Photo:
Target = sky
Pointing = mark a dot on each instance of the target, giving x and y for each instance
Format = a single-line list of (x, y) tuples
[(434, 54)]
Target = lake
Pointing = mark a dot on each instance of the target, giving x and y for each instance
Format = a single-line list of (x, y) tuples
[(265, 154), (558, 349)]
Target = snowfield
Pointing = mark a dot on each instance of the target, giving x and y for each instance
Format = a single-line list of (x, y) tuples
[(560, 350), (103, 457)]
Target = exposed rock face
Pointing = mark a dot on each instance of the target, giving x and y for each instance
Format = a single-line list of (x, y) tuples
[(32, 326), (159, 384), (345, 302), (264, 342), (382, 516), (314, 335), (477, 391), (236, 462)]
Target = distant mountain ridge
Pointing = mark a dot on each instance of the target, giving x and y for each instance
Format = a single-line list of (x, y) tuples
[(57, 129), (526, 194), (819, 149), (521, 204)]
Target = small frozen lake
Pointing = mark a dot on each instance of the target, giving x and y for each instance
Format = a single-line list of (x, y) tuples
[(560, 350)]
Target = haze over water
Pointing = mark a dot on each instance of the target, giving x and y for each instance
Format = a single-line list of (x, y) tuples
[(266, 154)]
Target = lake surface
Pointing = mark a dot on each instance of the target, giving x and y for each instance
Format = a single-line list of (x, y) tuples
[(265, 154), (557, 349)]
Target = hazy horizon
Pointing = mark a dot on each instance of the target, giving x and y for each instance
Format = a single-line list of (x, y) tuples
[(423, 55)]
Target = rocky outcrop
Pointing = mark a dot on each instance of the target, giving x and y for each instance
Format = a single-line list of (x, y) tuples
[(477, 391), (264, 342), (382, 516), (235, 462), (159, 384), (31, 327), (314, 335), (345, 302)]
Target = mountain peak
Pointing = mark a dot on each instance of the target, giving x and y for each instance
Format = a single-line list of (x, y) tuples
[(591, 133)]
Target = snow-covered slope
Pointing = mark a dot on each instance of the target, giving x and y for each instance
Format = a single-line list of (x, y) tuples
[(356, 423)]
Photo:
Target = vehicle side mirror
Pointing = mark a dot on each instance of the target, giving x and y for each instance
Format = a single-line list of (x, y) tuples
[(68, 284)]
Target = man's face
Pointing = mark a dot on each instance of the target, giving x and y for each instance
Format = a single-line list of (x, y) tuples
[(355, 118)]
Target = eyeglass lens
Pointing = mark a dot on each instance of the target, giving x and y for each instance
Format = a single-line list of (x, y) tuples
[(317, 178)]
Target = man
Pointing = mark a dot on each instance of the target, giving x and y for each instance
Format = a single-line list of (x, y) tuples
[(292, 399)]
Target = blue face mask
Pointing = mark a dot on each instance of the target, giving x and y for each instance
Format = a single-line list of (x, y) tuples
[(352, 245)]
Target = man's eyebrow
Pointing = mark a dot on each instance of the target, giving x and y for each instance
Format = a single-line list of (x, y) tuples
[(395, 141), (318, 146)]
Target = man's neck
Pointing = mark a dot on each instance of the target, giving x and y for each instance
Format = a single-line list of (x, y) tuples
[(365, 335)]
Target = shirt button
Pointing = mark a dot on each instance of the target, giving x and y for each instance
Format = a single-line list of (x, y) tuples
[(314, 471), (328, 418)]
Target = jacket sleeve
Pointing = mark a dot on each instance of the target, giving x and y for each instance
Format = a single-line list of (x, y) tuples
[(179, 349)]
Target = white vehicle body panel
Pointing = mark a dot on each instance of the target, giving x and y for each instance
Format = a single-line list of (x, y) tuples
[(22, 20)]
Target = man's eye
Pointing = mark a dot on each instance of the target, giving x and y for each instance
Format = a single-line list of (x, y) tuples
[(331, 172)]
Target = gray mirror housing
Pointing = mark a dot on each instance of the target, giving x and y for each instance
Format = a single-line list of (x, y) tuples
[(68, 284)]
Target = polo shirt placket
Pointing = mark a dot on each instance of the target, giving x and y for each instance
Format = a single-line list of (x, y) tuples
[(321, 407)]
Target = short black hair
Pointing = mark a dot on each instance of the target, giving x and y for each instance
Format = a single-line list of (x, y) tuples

################

Turn the listing above into a numbered list, one entry per line, leaving out any blank lines.

1. Photo:
2. Target = sky
3. Pointing = mark a dot on each instance of the target, giving x and y for each instance
4. Format = a single-line list of (x, y) tuples
5. [(434, 54)]
6. Target = lake
7. Pointing = mark a dot on each instance of the target, giving x and y for each instance
8. Format = a single-line list of (x, y) tuples
9. [(265, 154), (558, 349)]
10. Target = snowfield
11. Pointing = mark a dot on each instance of the target, giving x and y for each instance
12. Format = a single-line list of (x, y) tuples
13. [(560, 350), (103, 457)]
14. Target = exposed rock face
15. Pointing = mark a dot on each instance of the target, giving x and y for each instance
16. Format = a single-line list of (x, y) tuples
17. [(32, 326), (159, 384), (345, 302), (264, 342), (382, 516), (314, 335), (477, 391), (236, 462)]
18. Target = distant mountain ridge
19. Pointing = mark a dot on each instance of the target, giving x and y for each instance
20. Format = a single-line list of (x, y) tuples
21. [(57, 129), (526, 194), (819, 149), (521, 204)]
22. Target = small frozen lake
23. Pointing = mark a dot on each instance of the target, giving x and y for each instance
24. Format = a single-line list of (x, y) tuples
25. [(560, 350)]
26. Target = haze over water
27. Pointing = mark a dot on each instance of the target, giving x and y for each instance
28. Format = a single-line list of (x, y) tuples
29. [(266, 154)]
30. Target = lake surface
31. Pointing = mark a dot on each instance of the target, giving x and y for each instance
32. Format = a single-line list of (x, y) tuples
33. [(265, 154), (557, 349)]
34. Target = hazy horizon
35. Pointing = mark a dot on each instance of the target, giving x and y for each instance
36. Format = a single-line list of (x, y) tuples
37. [(423, 55)]
38. Target = rocky outcrop
39. Pointing = mark a dot on each instance of the target, giving x and y for each instance
40. Format = a single-line list of (x, y) tuples
41. [(477, 391), (264, 342), (382, 516), (235, 462), (159, 384), (31, 327), (314, 335), (345, 302)]
42. Target = mountain peak
43. Pointing = mark a dot on each instance of the target, giving x and y for each instance
44. Format = a single-line list of (x, y) tuples
45. [(591, 133)]
46. Target = snow-covered slope
47. Pointing = mark a dot on each instance of the target, giving x and y for each instance
48. Format = a single-line list of (x, y) tuples
49. [(356, 423)]
50. Photo:
51. Target = vehicle side mirror
52. Pointing = mark a dot on each instance of the target, giving x and y for each instance
53. Format = a single-line list of (x, y) tuples
54. [(68, 284)]
55. Target = man's face
56. Pointing = mark a dot on each instance of the target, giving x and y for each instance
57. Format = a single-line list of (x, y) tuples
58. [(355, 118)]
59. Target = eyeglass lens
60. Pointing = mark a dot on each instance of the target, giving x and y for each instance
61. Format = a single-line list of (x, y) tuples
62. [(317, 178)]
63. Target = man
64. Pointing = mark a dot on each instance of the target, giving x and y for each instance
65. Format = a single-line list of (x, y) tuples
66. [(292, 399)]
67. Target = blue face mask
68. Pointing = mark a dot on each instance of the target, giving x and y for each instance
69. Format = a single-line list of (x, y) tuples
70. [(352, 245)]
71. Target = man's eyebrow
72. Pointing = mark a dot on each instance of the target, giving x and y for each instance
73. Format = a single-line list of (x, y) tuples
74. [(395, 141), (318, 146)]
75. Target = man's neck
76. Pointing = mark a dot on each instance of the target, giving x and y for each instance
77. Format = a single-line list of (x, y) tuples
78. [(365, 335)]
79. Target = shirt button
80. Pointing = mark a dot on each instance of the target, giving x and y for each instance
81. Format = a single-line list of (x, y) tuples
82. [(314, 471), (328, 418)]
83. Target = jacket sleeve
84. Pointing = mark a dot on each instance of the target, giving x and y for each instance
85. Format = a single-line list of (x, y) tuples
86. [(179, 349)]
87. Target = white vehicle body panel
88. Pointing = mark a dot on each instance of the target, giving x and y for each instance
89. Format = a single-line list of (x, y) tuples
90. [(22, 20)]
91. Target = man's eye
92. Pointing = mark a dot on each instance of the target, giving x and y for each instance
93. Format = a single-line list of (x, y) tuples
94. [(331, 172)]
95. Target = gray mirror housing
96. Pointing = mark a dot on each instance of the target, giving x and y for each instance
97. Format = a single-line list of (x, y) tuples
98. [(68, 284)]
99. Target = polo shirt placket
100. Pointing = mark a dot on each instance of the target, giving x and y for each instance
101. Format = a single-line list of (x, y) tuples
102. [(321, 407)]
103. Target = short black hair
104. Pointing = mark a dot on each instance of the target, giving x and y for each instance
105. Format = a single-line list of (x, y) tuples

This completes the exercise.